▶ **ENTRIES PROVIDED**

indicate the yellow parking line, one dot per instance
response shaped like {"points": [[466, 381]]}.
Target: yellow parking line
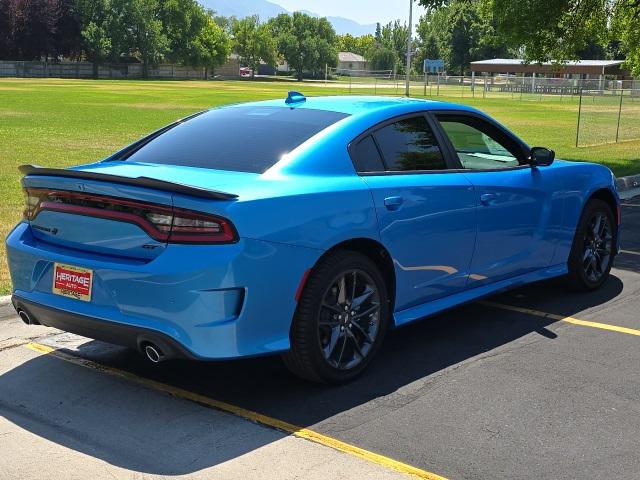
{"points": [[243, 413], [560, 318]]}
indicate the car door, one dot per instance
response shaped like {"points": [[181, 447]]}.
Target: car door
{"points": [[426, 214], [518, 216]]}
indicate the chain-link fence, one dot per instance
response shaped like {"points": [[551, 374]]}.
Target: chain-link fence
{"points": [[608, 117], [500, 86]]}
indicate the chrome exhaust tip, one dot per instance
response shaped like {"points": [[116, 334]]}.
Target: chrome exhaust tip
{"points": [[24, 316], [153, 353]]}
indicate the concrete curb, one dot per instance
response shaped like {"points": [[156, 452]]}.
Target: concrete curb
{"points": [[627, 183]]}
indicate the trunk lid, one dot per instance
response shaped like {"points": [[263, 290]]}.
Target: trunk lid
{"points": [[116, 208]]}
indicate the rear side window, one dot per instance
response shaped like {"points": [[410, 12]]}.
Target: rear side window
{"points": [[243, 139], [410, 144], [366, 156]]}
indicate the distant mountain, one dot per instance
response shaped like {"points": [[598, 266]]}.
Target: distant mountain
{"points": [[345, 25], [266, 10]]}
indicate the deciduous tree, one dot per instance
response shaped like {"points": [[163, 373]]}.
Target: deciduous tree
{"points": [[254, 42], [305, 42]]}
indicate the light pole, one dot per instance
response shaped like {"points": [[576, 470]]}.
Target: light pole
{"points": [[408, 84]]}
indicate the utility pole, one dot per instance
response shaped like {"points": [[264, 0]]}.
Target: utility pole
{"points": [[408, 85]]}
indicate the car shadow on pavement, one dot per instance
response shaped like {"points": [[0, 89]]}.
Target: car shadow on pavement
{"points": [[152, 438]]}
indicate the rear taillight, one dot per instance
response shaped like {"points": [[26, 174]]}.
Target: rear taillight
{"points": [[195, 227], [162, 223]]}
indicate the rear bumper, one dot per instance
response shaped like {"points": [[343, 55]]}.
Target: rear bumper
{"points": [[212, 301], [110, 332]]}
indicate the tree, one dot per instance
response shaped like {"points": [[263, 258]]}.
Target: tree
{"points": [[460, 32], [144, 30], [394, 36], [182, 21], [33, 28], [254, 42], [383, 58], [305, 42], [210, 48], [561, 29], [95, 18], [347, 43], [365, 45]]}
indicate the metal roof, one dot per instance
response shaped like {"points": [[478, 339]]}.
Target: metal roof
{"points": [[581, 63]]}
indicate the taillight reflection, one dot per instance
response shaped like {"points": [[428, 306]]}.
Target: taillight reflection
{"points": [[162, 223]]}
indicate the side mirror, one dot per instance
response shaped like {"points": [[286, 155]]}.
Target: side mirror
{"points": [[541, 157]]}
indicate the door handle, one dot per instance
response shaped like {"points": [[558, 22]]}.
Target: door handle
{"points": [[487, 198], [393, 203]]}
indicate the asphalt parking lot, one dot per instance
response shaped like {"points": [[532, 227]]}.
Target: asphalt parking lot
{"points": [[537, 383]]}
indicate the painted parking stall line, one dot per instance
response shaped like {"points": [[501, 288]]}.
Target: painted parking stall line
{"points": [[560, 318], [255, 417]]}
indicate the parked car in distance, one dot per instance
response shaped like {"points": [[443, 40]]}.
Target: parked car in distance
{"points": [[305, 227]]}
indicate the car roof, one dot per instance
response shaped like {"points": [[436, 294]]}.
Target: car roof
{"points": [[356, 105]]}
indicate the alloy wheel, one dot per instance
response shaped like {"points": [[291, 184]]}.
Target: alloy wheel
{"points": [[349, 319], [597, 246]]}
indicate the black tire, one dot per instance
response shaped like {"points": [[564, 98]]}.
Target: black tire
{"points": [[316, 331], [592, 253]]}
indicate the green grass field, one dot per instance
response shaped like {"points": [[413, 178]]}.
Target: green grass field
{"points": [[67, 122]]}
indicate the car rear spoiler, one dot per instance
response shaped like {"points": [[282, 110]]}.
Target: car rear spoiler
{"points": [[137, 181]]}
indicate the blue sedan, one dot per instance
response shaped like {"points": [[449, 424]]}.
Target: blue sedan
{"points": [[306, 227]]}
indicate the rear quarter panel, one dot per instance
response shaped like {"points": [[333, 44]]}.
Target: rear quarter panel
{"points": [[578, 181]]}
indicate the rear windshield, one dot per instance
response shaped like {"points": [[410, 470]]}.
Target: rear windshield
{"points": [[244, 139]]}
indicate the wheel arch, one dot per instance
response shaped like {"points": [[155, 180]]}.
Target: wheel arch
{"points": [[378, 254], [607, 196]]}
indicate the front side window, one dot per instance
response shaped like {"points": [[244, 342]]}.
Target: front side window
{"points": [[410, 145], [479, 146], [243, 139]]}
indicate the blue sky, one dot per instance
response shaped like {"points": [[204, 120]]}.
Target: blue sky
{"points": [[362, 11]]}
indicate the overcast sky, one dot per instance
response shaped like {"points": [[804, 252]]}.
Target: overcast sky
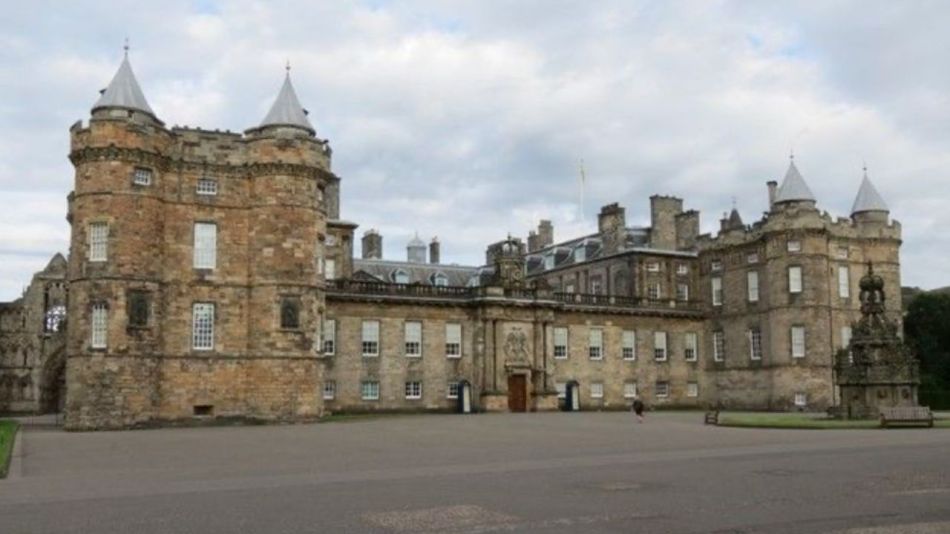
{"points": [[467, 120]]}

▶ **ACTIVITY**
Reproduce all of the records above exactly, but exclude the pictures.

▶ **EXERCISE OUTPUT**
indicate the yellow parking line, one dot per instance
response shaped like {"points": [[466, 381]]}.
Target: yellow parking line
{"points": [[243, 413], [560, 318]]}
indicate the car door, one dot per instance
response shaped like {"points": [[181, 447]]}.
Target: car door
{"points": [[426, 214], [518, 216]]}
indicate the chain-link fence, one dot per instance
response shaped like {"points": [[551, 374]]}.
Target: chain-link fence
{"points": [[608, 117], [500, 86]]}
indicate the chrome exhaust tip, one dot per instance
response shaped like {"points": [[116, 334]]}.
Target: chrome exhaust tip
{"points": [[24, 316], [153, 353]]}
indicate the concrete curb, one dot per instance
response shaped like {"points": [[156, 452]]}.
Target: concrete curb
{"points": [[627, 183]]}
indicate the trunk lid, one dot per instance
response shaped like {"points": [[263, 290]]}.
Target: trunk lid
{"points": [[116, 208]]}
indicate the rear side window, one dot per instance
response shaped like {"points": [[410, 12]]}.
Target: rear side window
{"points": [[243, 139], [410, 144], [366, 156]]}
indicate the distant mountain, one dot per instance
response shaped like {"points": [[598, 266]]}.
Target: distant mountain
{"points": [[345, 25], [266, 10]]}
indicate the deciduous tree, one dot per instance
response shaped like {"points": [[163, 373]]}.
Target: deciduous tree
{"points": [[254, 42], [305, 42]]}
indicate the light pole, one dot per instance
response shaped like {"points": [[576, 470]]}.
Target: light pole
{"points": [[408, 84]]}
indicate the utility pole, one dot per instance
response shaped like {"points": [[264, 0]]}.
Target: utility pole
{"points": [[408, 85]]}
indicate the car shadow on pavement, one dot per instance
response shaped like {"points": [[0, 89]]}.
Target: car shadow on pavement
{"points": [[152, 438]]}
indicate the rear taillight, one dot per instance
response shaped like {"points": [[26, 174]]}.
Target: rear taillight
{"points": [[195, 227], [162, 223]]}
indicate the rear bumper, one dot per instance
response shaped like {"points": [[343, 55]]}.
Target: rear bumper
{"points": [[212, 301], [110, 332]]}
indicate the tree, one dot per instance
response shaped like {"points": [[263, 258]]}.
Target: tree
{"points": [[460, 32], [144, 30], [394, 36], [182, 21], [33, 28], [254, 42], [383, 58], [305, 42], [210, 48], [561, 29], [95, 18], [347, 43], [365, 45]]}
indicate the metal roof, one dot per instance
response shaped like {"points": [[478, 339]]}.
Target: metal roof
{"points": [[581, 63]]}
indicate the taillight reflection, one dot per instance
response shaped like {"points": [[428, 306]]}.
Target: taillight reflection
{"points": [[162, 223]]}
indicate the side mirror, one dot per instance
response shaped like {"points": [[286, 155]]}.
Target: side mirror
{"points": [[541, 157]]}
indicate the door handle, one dot per instance
response shaped like {"points": [[558, 22]]}.
Target: door handle
{"points": [[487, 198], [393, 203]]}
indicate the asphalt parking lot, one dot per instance
response shaped like {"points": [[532, 227]]}.
Target: asphalt parking lot
{"points": [[537, 383]]}
indicate the painted parking stall line, one dot per instance
response shaped like {"points": [[501, 288]]}.
Target: painted parking stall line
{"points": [[560, 318], [255, 417]]}
indicate the parked car in distance, one dot per instance
response shaped like {"points": [[443, 40]]}.
Target: parked car in distance
{"points": [[305, 227]]}
indicate the car roof, one dot per instance
response shaped like {"points": [[436, 294]]}.
Target: car roof
{"points": [[356, 105]]}
indicate the alloy wheel, one dot per instance
response shaped like {"points": [[291, 184]]}.
Target: alloy wheel
{"points": [[349, 319], [597, 246]]}
indicate the black tire, one dot per instance
response shaped like {"points": [[564, 98]]}.
Target: black tire
{"points": [[316, 331], [592, 253]]}
indicate the green grass field, one dot per instance
response shaped like {"points": [[413, 178]]}.
Target: green grass field
{"points": [[67, 122]]}
indicate the car rear spoiler, one dot per instance
response shaped like {"points": [[282, 110]]}.
Target: car rear spoiler
{"points": [[137, 181]]}
indicate the blue sedan, one dot per instance
response shaped like {"points": [[449, 424]]}.
Target: blue sedan
{"points": [[306, 227]]}
indicate the rear quarter panel, one dot per instance
response shaped like {"points": [[333, 44]]}.
Target: rear quarter panel
{"points": [[578, 181]]}
indicate the rear windshield, one dot per instance
response shaped like {"points": [[410, 470]]}.
Target: rear windshield
{"points": [[244, 139]]}
indicate the wheel arch, one dot per instance
response shaped like {"points": [[155, 180]]}.
Target: wheel arch
{"points": [[378, 254], [607, 196]]}
indicate the front side window, one dot per instance
response shaped like {"points": [[244, 342]]}.
Target: front side window
{"points": [[410, 145], [479, 146], [243, 139]]}
indicate the blue sky, one dot per instance
response shaped like {"points": [[204, 120]]}.
Target: blue sky
{"points": [[362, 11]]}
indicate the overcast sky, one dot per instance
response shaped like {"points": [[804, 252]]}.
Target: overcast sky
{"points": [[467, 120]]}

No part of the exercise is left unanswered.